> [Work item]: Find each line below that includes "anal", then copy it.
- Opening Delimiter -
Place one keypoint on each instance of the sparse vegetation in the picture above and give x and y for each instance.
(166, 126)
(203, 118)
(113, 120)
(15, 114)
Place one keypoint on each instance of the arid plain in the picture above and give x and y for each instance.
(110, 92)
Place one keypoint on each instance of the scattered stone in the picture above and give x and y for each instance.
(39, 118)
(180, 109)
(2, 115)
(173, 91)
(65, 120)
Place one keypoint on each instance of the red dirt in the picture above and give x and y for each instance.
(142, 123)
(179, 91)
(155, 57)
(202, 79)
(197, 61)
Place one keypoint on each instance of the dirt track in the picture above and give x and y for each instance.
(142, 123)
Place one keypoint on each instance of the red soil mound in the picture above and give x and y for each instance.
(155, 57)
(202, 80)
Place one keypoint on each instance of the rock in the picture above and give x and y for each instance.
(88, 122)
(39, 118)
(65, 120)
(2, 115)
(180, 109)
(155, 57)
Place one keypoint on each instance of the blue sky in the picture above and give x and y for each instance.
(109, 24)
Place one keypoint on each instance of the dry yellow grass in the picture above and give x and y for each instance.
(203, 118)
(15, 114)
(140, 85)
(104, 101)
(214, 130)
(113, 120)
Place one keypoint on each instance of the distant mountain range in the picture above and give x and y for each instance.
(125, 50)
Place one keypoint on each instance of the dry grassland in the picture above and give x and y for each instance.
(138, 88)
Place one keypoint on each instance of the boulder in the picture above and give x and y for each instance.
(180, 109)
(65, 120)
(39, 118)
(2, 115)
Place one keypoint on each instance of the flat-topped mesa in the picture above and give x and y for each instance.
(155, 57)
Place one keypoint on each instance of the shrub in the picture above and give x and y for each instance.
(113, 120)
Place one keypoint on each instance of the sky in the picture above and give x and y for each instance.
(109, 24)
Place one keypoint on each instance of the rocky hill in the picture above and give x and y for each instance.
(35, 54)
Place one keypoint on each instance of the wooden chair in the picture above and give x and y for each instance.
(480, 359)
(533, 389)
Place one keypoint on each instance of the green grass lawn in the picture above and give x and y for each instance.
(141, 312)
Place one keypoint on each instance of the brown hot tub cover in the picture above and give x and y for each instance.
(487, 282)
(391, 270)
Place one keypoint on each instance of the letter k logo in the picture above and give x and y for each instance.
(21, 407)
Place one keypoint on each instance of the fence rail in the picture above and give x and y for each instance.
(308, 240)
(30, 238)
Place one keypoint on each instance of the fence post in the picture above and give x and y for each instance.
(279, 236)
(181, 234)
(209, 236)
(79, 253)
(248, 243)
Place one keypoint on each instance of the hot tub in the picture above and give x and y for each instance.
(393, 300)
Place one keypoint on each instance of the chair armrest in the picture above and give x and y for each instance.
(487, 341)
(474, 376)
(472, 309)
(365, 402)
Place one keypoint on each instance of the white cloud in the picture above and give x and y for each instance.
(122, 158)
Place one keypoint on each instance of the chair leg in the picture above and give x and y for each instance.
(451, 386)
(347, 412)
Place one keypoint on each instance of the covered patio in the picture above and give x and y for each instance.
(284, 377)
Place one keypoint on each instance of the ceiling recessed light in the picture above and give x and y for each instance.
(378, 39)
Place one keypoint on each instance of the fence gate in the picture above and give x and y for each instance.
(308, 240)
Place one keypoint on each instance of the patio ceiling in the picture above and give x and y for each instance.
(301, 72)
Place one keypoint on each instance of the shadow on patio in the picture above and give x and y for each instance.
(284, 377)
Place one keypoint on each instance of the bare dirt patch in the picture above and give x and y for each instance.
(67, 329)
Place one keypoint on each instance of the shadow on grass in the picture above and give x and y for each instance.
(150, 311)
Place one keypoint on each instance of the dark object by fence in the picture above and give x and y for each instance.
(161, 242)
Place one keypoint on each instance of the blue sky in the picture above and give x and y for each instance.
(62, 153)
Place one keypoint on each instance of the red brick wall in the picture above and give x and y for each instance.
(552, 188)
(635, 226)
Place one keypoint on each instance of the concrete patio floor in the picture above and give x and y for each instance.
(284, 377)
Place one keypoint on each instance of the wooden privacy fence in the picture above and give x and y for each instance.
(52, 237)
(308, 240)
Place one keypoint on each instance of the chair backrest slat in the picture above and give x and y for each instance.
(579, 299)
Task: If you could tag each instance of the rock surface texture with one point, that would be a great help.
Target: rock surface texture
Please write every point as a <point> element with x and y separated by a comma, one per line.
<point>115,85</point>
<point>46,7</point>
- Closing Delimiter -
- Opening Delimiter -
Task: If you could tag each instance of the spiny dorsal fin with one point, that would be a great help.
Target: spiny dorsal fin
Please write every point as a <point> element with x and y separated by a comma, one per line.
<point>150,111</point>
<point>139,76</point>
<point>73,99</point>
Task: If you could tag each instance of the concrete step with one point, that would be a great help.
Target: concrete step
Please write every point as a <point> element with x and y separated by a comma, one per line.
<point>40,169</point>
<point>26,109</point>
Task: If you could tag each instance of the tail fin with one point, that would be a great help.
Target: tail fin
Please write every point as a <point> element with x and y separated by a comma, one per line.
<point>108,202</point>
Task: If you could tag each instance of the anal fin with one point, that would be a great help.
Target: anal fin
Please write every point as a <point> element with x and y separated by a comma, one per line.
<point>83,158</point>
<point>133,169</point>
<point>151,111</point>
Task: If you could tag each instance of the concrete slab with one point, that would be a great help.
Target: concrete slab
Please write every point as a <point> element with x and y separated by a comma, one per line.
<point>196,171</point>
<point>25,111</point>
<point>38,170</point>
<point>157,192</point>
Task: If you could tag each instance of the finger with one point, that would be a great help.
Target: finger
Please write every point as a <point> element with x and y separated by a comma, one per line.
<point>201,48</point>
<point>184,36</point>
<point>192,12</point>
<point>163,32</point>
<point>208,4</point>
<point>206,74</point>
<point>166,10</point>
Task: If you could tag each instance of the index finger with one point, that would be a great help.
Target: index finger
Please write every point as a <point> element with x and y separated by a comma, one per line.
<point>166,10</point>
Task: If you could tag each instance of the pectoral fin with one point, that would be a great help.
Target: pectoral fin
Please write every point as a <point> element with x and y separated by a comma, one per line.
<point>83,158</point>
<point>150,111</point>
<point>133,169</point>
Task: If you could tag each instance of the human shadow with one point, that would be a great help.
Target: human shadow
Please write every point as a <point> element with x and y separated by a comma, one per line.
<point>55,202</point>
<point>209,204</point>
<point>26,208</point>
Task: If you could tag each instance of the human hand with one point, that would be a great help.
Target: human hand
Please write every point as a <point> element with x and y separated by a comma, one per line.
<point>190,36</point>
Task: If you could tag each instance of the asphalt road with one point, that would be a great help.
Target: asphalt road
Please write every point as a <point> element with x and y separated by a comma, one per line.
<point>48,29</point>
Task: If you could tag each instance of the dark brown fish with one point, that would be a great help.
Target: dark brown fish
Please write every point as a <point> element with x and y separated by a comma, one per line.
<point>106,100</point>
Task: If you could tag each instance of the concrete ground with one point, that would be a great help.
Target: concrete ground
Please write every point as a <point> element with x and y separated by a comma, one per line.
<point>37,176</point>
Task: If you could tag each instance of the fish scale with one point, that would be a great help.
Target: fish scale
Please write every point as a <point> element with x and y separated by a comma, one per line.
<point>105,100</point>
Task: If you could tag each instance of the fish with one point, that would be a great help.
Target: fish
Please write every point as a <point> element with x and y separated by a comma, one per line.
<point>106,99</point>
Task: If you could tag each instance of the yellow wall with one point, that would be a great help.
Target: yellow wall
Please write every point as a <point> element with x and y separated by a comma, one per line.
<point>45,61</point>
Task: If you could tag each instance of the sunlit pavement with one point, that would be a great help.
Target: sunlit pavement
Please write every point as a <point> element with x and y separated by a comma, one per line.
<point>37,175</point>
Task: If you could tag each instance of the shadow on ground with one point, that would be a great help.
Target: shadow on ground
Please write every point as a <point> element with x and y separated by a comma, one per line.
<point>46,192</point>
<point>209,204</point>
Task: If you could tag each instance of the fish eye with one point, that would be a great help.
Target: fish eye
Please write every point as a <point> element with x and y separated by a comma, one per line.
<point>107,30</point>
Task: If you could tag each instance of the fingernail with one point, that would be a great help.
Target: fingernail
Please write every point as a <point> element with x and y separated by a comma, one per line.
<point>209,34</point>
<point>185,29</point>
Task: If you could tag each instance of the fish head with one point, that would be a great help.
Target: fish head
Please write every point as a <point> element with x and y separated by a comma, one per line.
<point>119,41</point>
- Closing Delimiter -
> [Solution below]:
Task: If you could tag each instance of the anal fin with one point, that would be a great help.
Target: anal fin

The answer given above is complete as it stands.